■ Exercise goal
Copy each line below as written, but skip the pictures.

(Stored data)

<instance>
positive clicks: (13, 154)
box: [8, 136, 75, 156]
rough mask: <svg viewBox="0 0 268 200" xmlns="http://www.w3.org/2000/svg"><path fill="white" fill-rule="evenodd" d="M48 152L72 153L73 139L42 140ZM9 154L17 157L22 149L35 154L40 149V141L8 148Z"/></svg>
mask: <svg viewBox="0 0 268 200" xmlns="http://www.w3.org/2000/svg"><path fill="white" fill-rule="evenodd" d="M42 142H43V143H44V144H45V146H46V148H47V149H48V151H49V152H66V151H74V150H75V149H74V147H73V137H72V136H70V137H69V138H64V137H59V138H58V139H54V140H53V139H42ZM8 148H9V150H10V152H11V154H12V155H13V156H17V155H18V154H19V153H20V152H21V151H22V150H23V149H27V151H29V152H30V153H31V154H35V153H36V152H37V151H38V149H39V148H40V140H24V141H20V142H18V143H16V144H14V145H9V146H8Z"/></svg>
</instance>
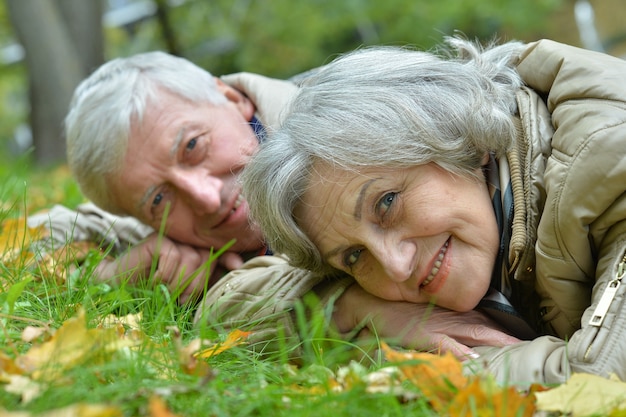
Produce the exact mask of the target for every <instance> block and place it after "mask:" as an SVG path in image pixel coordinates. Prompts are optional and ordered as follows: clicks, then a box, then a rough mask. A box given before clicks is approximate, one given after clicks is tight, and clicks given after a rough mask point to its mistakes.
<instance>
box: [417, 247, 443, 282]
mask: <svg viewBox="0 0 626 417" xmlns="http://www.w3.org/2000/svg"><path fill="white" fill-rule="evenodd" d="M449 245H450V239H448V240H446V243H444V245H443V246H442V247H441V249H440V250H439V255H438V256H437V259H436V260H435V262H434V264H433V267H432V269H431V270H430V274H428V276H427V277H426V279H425V280H424V282H422V284H421V285H420V288H424V287H426V286H427V285H429V284H430V283H431V282H433V280H434V279H435V276H437V274H438V273H439V270H440V268H441V265H442V264H443V260H444V258H445V256H446V252H447V251H448V246H449Z"/></svg>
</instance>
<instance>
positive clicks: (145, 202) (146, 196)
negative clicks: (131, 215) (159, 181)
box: [137, 185, 157, 212]
mask: <svg viewBox="0 0 626 417" xmlns="http://www.w3.org/2000/svg"><path fill="white" fill-rule="evenodd" d="M156 188H157V186H156V185H151V186H150V187H149V188H148V190H147V191H146V192H145V193H144V195H143V197H141V201H139V204H137V209H138V210H139V211H140V212H141V211H143V210H142V209H143V206H144V205H145V204H146V202H147V201H148V199H149V198H150V196H152V194H154V191H155V190H156Z"/></svg>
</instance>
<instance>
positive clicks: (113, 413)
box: [0, 404, 124, 417]
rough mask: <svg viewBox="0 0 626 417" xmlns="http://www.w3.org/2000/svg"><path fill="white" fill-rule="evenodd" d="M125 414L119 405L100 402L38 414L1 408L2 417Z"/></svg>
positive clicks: (77, 404)
mask: <svg viewBox="0 0 626 417" xmlns="http://www.w3.org/2000/svg"><path fill="white" fill-rule="evenodd" d="M123 415H124V414H123V413H122V410H120V409H119V408H117V407H112V406H108V405H100V404H73V405H70V406H68V407H64V408H58V409H56V410H52V411H47V412H44V413H37V414H31V413H29V412H27V411H6V410H4V409H2V408H0V416H2V417H35V416H36V417H122V416H123Z"/></svg>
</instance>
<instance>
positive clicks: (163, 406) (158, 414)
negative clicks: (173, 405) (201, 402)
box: [148, 395, 178, 417]
mask: <svg viewBox="0 0 626 417" xmlns="http://www.w3.org/2000/svg"><path fill="white" fill-rule="evenodd" d="M148 409H149V411H150V414H149V417H178V414H175V413H173V412H172V411H170V409H169V408H168V407H167V404H166V403H165V401H163V399H162V398H161V397H158V396H156V395H153V396H152V397H150V401H149V402H148Z"/></svg>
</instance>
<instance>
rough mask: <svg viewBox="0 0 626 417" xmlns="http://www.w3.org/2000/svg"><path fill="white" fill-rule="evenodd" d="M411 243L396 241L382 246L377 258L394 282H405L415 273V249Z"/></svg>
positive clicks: (385, 272) (383, 267)
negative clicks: (414, 269) (389, 243)
mask: <svg viewBox="0 0 626 417" xmlns="http://www.w3.org/2000/svg"><path fill="white" fill-rule="evenodd" d="M412 247H413V246H412V245H410V244H409V243H394V244H391V245H385V247H384V248H381V250H380V253H379V255H378V256H377V258H378V259H379V262H380V263H381V265H382V267H383V269H384V271H385V273H386V275H387V276H388V277H389V278H390V279H391V280H392V281H394V282H404V281H406V280H408V279H409V278H410V277H411V276H412V275H413V272H414V271H413V269H414V259H415V250H413V249H412Z"/></svg>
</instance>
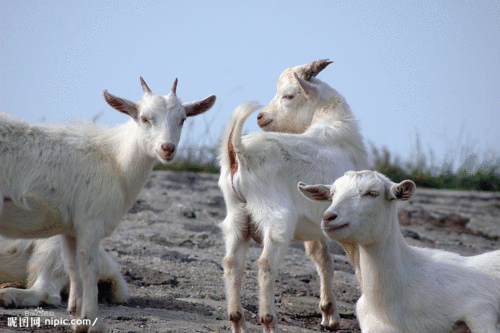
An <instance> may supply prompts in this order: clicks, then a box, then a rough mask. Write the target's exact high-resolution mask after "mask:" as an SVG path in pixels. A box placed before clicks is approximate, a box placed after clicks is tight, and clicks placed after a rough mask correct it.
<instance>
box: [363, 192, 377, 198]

■ Task output
<instance>
positive clicks: (13, 154)
box: [8, 136, 75, 156]
rough mask: <svg viewBox="0 0 268 200" xmlns="http://www.w3.org/2000/svg"><path fill="white" fill-rule="evenodd" d="M48 152L72 153L73 139L42 140ZM9 154L17 157L22 149L35 154L40 149V141L8 148Z"/></svg>
mask: <svg viewBox="0 0 268 200" xmlns="http://www.w3.org/2000/svg"><path fill="white" fill-rule="evenodd" d="M42 142H43V143H44V144H45V146H46V148H47V149H48V151H49V152H66V151H74V150H75V149H74V147H73V137H72V136H70V137H69V138H64V137H59V138H58V139H54V140H53V139H42ZM8 148H9V150H10V152H11V154H12V155H13V156H17V155H18V154H19V153H20V152H21V151H22V150H23V149H27V151H29V152H30V153H31V154H35V153H36V152H37V151H38V149H39V148H40V140H24V141H20V142H18V143H16V144H14V145H9V146H8Z"/></svg>
</instance>
Produce the exact mask of the target for every <instance> block and place it after "mask:" as an SVG path in image pixel coordinates. Prompts are optional and ordered as follows: clicks, then a box, then a rough mask. A box given before clicks is approximate, one given after clicks is tight, and clicks given after a rough mask point to its mistakes.
<instance>
box: [417, 247, 443, 282]
mask: <svg viewBox="0 0 626 417" xmlns="http://www.w3.org/2000/svg"><path fill="white" fill-rule="evenodd" d="M449 245H450V239H448V240H446V243H444V245H443V246H442V247H441V249H440V250H439V255H438V256H437V259H436V260H435V262H434V264H433V267H432V269H431V270H430V274H428V276H427V277H426V279H425V280H424V282H422V284H421V285H420V288H424V287H426V286H427V285H429V284H430V283H431V282H433V280H434V279H435V276H437V274H438V273H439V270H440V268H441V265H442V264H443V260H444V258H445V256H446V252H447V251H448V246H449Z"/></svg>
</instance>
<instance>
positive clicks: (145, 202) (146, 196)
negative clicks: (131, 215) (159, 181)
box: [137, 185, 157, 212]
mask: <svg viewBox="0 0 626 417" xmlns="http://www.w3.org/2000/svg"><path fill="white" fill-rule="evenodd" d="M156 188H157V186H156V185H151V186H150V187H149V188H148V190H147V191H146V192H145V193H144V195H143V197H141V201H139V204H137V209H138V210H139V211H140V212H141V211H143V210H142V209H143V206H144V205H145V204H146V202H147V201H148V199H149V198H150V196H152V194H154V191H155V190H156Z"/></svg>
</instance>
<instance>
positive clicks: (113, 413)
box: [0, 404, 124, 417]
rough mask: <svg viewBox="0 0 626 417" xmlns="http://www.w3.org/2000/svg"><path fill="white" fill-rule="evenodd" d="M125 414L119 405L100 402L38 414L1 408L2 417Z"/></svg>
positive clicks: (77, 404)
mask: <svg viewBox="0 0 626 417" xmlns="http://www.w3.org/2000/svg"><path fill="white" fill-rule="evenodd" d="M123 415H124V414H123V413H122V410H120V409H119V408H117V407H112V406H108V405H100V404H73V405H70V406H68V407H64V408H58V409H56V410H52V411H47V412H44V413H37V414H31V413H29V412H27V411H6V410H4V409H2V408H0V416H2V417H35V416H36V417H122V416H123Z"/></svg>
</instance>
<instance>
positive clicks: (163, 406) (158, 414)
negative clicks: (173, 405) (201, 402)
box: [148, 395, 178, 417]
mask: <svg viewBox="0 0 626 417" xmlns="http://www.w3.org/2000/svg"><path fill="white" fill-rule="evenodd" d="M148 409H149V411H150V414H149V417H178V414H175V413H173V412H172V411H170V409H169V408H168V407H167V404H166V403H165V401H163V399H162V398H161V397H158V396H156V395H153V396H152V397H150V401H149V402H148Z"/></svg>
</instance>
<instance>
rough mask: <svg viewBox="0 0 626 417" xmlns="http://www.w3.org/2000/svg"><path fill="white" fill-rule="evenodd" d="M411 243L396 241L382 246L377 258L394 282H405L415 273V249Z"/></svg>
positive clicks: (385, 272) (383, 267)
negative clicks: (414, 269) (389, 243)
mask: <svg viewBox="0 0 626 417" xmlns="http://www.w3.org/2000/svg"><path fill="white" fill-rule="evenodd" d="M412 247H413V246H412V245H410V244H409V243H394V244H391V245H385V247H384V248H381V250H380V253H379V255H378V256H377V258H378V259H379V262H380V263H381V265H382V267H383V269H384V271H385V273H386V275H387V276H388V277H389V278H390V279H391V280H392V281H394V282H404V281H406V280H408V279H409V278H410V277H411V276H412V275H413V272H414V271H413V269H414V259H415V250H413V249H412Z"/></svg>
</instance>
An <instance> may supply prompts in this order: clicks, then a box, then a rough mask. Write the target's exact high-resolution mask after "mask:" as an SVG path in pixels. A box placed before clicks is approximate, a box placed after clicks is tight, and clicks placed after a rough mask correct it.
<instance>
box: [363, 192, 377, 198]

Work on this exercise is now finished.